Task prompt:
Rewrite every line of the records below as a JSON list of strings, with one string per line and blank lines left out.

------------------------

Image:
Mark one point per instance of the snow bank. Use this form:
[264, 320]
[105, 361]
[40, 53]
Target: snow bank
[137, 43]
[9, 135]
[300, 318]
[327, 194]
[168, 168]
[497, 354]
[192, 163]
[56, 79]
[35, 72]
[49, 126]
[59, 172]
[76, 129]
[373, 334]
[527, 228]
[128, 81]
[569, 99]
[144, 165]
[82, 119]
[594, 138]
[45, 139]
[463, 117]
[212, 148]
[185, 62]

------------------------

Answer to the exercise:
[
  "Image:",
  "Mark one point per instance of the snow bank. Use this form:",
  "[264, 320]",
  "[105, 361]",
  "[40, 53]",
  "Target: snow bank",
  "[137, 43]",
  "[9, 135]",
  "[300, 318]",
  "[327, 194]",
  "[168, 168]",
  "[497, 354]",
  "[192, 163]",
  "[56, 79]",
  "[35, 72]",
  "[49, 126]",
  "[59, 172]",
  "[76, 129]",
  "[373, 334]",
  "[527, 228]",
  "[128, 81]",
  "[569, 99]",
  "[144, 165]",
  "[82, 119]",
  "[594, 138]",
  "[45, 139]",
  "[463, 117]",
  "[212, 148]",
  "[185, 62]"
]